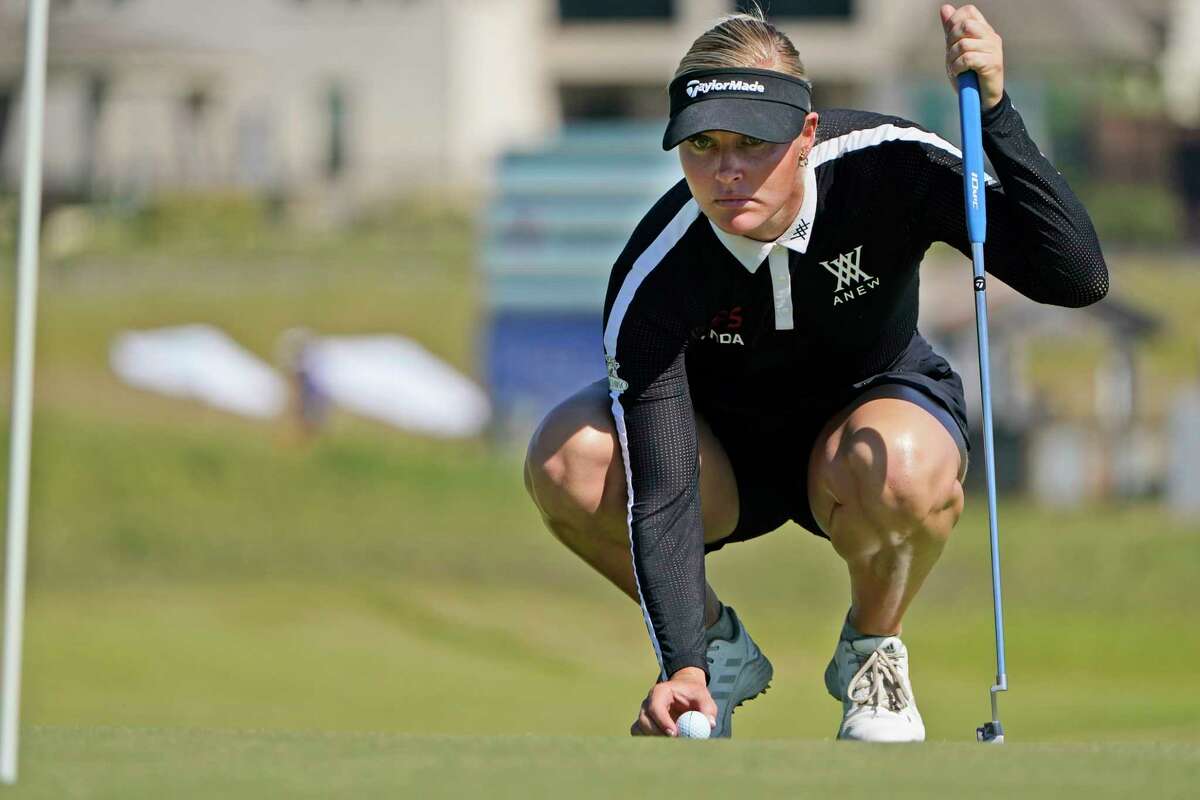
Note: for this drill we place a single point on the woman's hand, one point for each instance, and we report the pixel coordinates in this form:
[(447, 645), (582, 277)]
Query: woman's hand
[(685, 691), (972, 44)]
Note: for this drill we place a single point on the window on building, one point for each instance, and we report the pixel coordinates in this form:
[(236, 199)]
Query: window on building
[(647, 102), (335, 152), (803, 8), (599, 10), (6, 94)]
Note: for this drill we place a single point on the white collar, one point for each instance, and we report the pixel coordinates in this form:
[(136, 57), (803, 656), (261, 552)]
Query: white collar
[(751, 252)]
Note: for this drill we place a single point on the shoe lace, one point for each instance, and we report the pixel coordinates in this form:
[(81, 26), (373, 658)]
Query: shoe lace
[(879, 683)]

Your objective ->
Here the records must be restated exactly, minus any images.

Answer space ->
Note: for this drill we place a single point on the woman's hand, one point for each instance, and we report the pixel coordinates in this form:
[(447, 645), (582, 277)]
Query: woman's hand
[(685, 691), (972, 44)]
Note: for this drill we place a single point on the window on building, one point for each instance, and we report the pixel coordinates in this form:
[(236, 199)]
Query: window on building
[(647, 102), (335, 152), (803, 8), (599, 10), (6, 94)]
Note: for this drill we place a single point on the white collar, one point for each instance, and we report the pixel coordinates in this form:
[(136, 57), (803, 656), (261, 552)]
Query: white collar
[(751, 252)]
Note: for this drill we place a single point on the shoe lace, one point for each instance, and we report the pixel coordinates in this form:
[(81, 26), (373, 658)]
Query: shoe lace
[(879, 683)]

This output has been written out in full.